### [Zu nutzendes Material]
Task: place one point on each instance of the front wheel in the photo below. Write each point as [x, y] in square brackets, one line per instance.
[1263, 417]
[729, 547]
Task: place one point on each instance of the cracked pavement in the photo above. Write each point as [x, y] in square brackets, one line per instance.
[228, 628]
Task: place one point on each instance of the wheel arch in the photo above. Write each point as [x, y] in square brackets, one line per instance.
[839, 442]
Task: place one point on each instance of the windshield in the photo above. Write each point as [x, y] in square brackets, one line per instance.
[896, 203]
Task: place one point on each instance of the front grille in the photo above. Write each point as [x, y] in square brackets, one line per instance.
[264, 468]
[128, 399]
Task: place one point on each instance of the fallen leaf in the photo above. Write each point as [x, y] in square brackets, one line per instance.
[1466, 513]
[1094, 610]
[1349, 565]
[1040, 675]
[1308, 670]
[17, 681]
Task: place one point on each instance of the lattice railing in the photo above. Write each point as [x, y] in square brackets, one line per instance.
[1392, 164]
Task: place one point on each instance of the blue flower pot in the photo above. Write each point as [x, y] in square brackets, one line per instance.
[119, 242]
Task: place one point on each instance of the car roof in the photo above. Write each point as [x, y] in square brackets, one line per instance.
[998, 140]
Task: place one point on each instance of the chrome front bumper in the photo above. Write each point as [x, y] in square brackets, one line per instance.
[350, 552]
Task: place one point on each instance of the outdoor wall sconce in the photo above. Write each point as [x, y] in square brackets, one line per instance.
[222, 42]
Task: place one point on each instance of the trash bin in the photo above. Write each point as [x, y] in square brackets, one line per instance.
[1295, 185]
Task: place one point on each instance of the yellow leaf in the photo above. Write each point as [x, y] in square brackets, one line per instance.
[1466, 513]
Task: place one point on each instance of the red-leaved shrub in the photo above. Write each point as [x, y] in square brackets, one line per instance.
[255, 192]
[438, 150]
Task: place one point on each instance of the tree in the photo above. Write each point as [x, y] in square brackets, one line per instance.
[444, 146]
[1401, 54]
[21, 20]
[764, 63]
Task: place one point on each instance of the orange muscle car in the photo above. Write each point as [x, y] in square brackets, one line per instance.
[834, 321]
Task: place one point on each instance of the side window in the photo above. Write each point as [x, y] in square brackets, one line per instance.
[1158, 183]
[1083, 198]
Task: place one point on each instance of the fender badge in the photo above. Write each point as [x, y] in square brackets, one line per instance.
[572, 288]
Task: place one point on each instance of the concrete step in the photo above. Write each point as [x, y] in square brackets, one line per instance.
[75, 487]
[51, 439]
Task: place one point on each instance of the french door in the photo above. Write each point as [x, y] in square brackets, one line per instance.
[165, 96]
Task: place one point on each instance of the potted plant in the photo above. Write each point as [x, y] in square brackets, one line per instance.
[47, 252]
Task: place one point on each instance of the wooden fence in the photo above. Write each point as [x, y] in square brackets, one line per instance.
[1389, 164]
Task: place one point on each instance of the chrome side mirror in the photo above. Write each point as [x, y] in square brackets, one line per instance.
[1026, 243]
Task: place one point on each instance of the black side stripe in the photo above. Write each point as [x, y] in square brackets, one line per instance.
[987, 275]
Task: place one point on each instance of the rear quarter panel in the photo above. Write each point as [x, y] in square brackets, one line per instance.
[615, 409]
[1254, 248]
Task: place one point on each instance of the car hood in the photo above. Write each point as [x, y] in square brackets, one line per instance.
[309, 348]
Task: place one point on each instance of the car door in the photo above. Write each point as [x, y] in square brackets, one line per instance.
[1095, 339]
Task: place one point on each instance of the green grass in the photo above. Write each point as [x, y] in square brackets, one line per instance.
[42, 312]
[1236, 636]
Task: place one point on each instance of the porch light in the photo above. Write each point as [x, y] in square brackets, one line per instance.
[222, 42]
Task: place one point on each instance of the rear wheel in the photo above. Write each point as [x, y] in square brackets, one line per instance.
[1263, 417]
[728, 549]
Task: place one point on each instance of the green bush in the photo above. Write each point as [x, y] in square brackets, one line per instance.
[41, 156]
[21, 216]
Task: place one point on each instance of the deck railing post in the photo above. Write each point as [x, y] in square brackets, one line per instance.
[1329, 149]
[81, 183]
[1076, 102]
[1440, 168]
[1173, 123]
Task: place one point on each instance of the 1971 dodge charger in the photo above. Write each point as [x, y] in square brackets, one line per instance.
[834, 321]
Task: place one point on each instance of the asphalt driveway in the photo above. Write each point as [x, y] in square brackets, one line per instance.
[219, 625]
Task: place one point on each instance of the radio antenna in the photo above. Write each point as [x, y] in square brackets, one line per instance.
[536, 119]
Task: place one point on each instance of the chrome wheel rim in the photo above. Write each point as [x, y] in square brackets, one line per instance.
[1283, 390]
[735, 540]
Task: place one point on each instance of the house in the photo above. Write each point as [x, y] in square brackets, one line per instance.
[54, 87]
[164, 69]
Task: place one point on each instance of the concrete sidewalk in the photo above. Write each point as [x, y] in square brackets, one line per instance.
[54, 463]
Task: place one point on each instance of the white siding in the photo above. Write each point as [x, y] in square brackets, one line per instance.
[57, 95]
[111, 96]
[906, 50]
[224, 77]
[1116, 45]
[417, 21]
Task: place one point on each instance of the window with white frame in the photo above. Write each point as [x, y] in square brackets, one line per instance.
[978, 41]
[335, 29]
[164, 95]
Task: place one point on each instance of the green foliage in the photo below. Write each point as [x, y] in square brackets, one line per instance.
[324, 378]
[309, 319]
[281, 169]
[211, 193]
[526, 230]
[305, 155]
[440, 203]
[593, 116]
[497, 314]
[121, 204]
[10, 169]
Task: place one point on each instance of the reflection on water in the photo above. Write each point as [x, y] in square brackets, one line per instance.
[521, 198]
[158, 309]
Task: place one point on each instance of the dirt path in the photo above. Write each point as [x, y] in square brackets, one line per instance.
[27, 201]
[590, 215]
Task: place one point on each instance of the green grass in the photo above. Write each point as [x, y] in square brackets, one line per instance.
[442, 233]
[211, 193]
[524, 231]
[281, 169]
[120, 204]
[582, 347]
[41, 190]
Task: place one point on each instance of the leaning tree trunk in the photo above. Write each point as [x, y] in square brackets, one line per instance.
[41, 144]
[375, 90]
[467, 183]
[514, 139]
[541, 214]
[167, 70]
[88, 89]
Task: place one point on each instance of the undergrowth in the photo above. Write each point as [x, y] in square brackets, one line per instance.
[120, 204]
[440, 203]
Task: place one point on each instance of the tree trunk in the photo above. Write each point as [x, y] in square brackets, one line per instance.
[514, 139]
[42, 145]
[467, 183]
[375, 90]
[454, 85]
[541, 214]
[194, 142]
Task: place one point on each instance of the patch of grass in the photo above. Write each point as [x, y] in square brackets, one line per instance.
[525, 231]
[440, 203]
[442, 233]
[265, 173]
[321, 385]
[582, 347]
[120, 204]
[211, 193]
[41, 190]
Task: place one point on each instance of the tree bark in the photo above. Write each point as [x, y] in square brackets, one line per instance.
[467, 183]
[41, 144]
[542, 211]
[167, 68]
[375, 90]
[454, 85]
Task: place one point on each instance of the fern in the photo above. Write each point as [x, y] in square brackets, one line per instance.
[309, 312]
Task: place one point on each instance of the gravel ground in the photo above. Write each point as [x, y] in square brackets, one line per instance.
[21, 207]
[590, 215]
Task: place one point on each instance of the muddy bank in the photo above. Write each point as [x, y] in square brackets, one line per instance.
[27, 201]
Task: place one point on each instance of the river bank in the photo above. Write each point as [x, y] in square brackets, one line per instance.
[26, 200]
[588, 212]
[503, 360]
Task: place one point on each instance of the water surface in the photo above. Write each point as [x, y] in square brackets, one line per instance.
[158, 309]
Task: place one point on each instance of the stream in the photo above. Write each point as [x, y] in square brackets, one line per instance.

### [Gestellte Aufgabe]
Wiederhole aus dem Material oben wortgetreu den Teil, der mit der Zeile beginnt, die „Task: place one point on each instance of the tree bark“ enthält, und mit dem Ende des Materials schließt. Diese Zeile und die letzte Zeile gehören dazu.

### [Antwort zur Aufgabe]
Task: place one point on each instance of the tree bark in the photo above. Write each point as [x, y] in square brackets, one line per instance.
[467, 183]
[41, 144]
[542, 211]
[167, 68]
[375, 90]
[454, 85]
Task: place one point on each instance of the fern in the photo above. Write each point as [x, y] in square brackets, one line per instance.
[309, 312]
Task: place one point on each instance of the gravel ground in the photo above. Write each point as [x, y] in square brackets, one line per instance.
[21, 207]
[590, 215]
Task: place one point on each instance of the muddy bank in the photo above. Write each point as [x, y] in square brackets, one line per instance.
[27, 201]
Task: place one point on each instance of the river bank in the photo above. Write each point as [x, y] in square brackets, one line per instance.
[26, 200]
[588, 212]
[503, 360]
Task: place one point on each instance of the water surface in the photo above. Write each point as [x, y] in square brackets, one line per instance.
[158, 309]
Task: place one point on each instance of the stream in the photo above. Write each point as [x, y] in square brackets, one line per instance.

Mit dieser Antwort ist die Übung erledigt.